##### Text #####

As a result of this combined support and expertise, almost a thousand tests were administered last week at farms and food cupboards in Kennett, Avon Grove, and Oxford. Not all of those tested are farmworkers, Daneker says. While health department staff is carrying out testing at the food cupboards directly, for farmworkers as well as for members of the wider community, LCH is doing the testing at the farms. “On Friday, May 29, the Chester County Health Department tested 240 people at KACS for COVID-19,” says Leah M. Reynolds, Executive Director at KACS. “Many of these folks said they needed the test to return to work.” They will offer testing on Fridays through June 12th from 2:30 to 5:30pm. Accessibility is key to the success of the program. “There’s no cost, and no registration or doctor’s order is required,” says Reynolds.
Testing + Education = Effective Intervention
Testing at the food cupboards enabled LCH and the Health Department to reach a wider group of vulnerable people not just with testing but also with educational materials including instructions for home monitoring and quarantining a member of the family who’s positive, and supplies like thermometers and face masks. “It’s not just a question of translating materials into Spanish,” Daneker says, “but also creating clear visuals for those with limited reading skills.” Another major gap in communication with members of our community who are from Guatemala was bridged this week when Bruno Garcia Ortiz, a Garage Community and Youth Center alumnus and a native Guatemalan who speaks both Mam and English, was able to translate a message from the Health Department and record a video with critical information about COVID-19 for Mam speakers.

#####

* **What to work on**
[A] In the passage on COVID-19 testing, edit the part that opens with the words containing "Testing + Education" and closes with "for Mam speakers.", replacing "face masks" with "hand sanitizer".
[B] Rewrite the paragraph of the passage on COVID-19 testing that begins "Testing at the food cupboards enabled" more briefly, keeping its main facts.
[C] Answer these questions from the passage on COVID-19 testing:
(i) How many people did the Chester County Health Department test at KACS on Friday, May 29?
(ii) Who is doing the testing at the farms?
(iii) Which two languages does Bruno Garcia Ortiz speak?
The rows that follow play no part in this work.

##### Dataset content #####

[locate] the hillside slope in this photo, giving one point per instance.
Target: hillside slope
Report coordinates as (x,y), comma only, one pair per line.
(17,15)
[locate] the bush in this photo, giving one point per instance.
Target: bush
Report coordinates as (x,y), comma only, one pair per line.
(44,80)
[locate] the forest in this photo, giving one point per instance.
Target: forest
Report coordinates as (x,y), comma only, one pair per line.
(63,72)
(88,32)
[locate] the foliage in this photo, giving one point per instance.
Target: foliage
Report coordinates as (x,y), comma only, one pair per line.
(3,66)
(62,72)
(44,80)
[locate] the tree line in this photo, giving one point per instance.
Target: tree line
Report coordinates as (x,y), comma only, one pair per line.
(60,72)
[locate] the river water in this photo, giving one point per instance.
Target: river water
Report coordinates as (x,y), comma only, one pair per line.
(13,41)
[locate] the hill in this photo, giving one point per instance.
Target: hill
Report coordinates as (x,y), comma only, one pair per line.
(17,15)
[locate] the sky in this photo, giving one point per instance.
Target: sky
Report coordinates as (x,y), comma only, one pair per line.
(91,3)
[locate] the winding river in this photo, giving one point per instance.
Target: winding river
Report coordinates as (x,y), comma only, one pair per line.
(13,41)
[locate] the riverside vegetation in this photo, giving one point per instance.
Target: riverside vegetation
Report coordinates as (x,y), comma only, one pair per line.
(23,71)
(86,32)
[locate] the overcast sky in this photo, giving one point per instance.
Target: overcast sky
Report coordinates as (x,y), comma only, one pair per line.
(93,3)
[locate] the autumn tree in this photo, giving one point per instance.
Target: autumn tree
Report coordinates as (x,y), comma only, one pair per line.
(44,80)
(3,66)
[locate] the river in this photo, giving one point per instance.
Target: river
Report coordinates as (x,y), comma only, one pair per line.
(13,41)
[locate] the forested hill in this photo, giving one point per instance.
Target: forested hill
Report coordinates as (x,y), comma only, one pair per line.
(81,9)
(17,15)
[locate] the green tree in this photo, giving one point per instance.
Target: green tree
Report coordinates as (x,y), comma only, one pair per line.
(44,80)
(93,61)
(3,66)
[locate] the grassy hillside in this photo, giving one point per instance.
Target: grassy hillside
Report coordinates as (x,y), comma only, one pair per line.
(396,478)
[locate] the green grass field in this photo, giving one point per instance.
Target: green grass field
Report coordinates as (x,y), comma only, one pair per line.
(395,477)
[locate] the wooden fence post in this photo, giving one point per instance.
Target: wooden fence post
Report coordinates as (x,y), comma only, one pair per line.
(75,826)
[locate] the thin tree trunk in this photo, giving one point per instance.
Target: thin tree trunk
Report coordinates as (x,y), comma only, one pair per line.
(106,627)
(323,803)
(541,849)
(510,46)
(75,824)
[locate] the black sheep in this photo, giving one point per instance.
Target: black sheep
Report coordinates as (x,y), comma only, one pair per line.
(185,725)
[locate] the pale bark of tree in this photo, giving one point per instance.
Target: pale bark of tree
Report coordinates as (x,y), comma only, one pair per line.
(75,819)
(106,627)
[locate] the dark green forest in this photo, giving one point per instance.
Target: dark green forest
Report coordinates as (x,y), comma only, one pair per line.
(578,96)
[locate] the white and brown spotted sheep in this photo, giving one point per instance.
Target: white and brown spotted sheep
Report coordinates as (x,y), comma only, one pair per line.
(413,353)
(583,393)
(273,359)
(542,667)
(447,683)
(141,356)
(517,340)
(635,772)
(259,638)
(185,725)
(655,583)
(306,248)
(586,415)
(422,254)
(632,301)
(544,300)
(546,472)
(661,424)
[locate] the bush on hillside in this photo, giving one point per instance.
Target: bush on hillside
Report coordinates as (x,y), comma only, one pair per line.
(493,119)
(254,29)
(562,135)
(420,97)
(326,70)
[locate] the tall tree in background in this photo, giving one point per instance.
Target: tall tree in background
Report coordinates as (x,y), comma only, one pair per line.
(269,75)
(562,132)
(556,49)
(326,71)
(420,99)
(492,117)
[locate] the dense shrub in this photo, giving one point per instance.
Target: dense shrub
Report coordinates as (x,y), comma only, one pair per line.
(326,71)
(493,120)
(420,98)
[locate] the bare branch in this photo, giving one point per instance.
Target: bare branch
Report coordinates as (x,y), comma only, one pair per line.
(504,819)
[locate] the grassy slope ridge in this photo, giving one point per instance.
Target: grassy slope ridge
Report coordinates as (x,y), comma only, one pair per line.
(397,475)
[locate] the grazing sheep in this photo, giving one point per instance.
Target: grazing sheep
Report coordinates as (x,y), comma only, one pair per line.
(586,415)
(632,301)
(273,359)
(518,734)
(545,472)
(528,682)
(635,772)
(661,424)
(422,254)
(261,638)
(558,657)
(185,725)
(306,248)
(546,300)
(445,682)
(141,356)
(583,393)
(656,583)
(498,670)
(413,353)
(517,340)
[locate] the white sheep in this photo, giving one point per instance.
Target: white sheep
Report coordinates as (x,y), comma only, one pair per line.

#####

* **Problem solutions**
[A]
Testing + Education = Effective Intervention
Testing at the food cupboards enabled LCH and the Health Department to reach a wider group of vulnerable people not just with testing but also with educational materials including instructions for home monitoring and quarantining a member of the family who’s positive, and supplies like thermometers and hand sanitizer. “It’s not just a question of translating materials into Spanish,” Daneker says, “but also creating clear visuals for those with limited reading skills.” Another major gap in communication with members of our community who are from Guatemala was bridged this week when Bruno Garcia Ortiz, a Garage Community and Youth Center alumnus and a native Guatemalan who speaks both Mam and English, was able to translate a message from the Health Department and record a video with critical information about COVID-19 for Mam speakers.

[B] Testing at the food cupboards let LCH and the Health Department reach more vulnerable people. Along with tests, they gave out educational materials, such as instructions for home monitoring and for quarantining a family member who is positive. They also handed out thermometers and face masks. Daneker says the work involves both translating materials into Spanish and creating clear visuals for those with limited reading skills. This week Bruno Garcia Ortiz, a Garage Community and Youth Center alumnus and native Guatemalan who speaks Mam and English, translated a Health Department message and recorded a video with critical COVID-19 information for Mam speakers.

[C]
(i) 240 people
(ii) LCH
(iii) Mam and English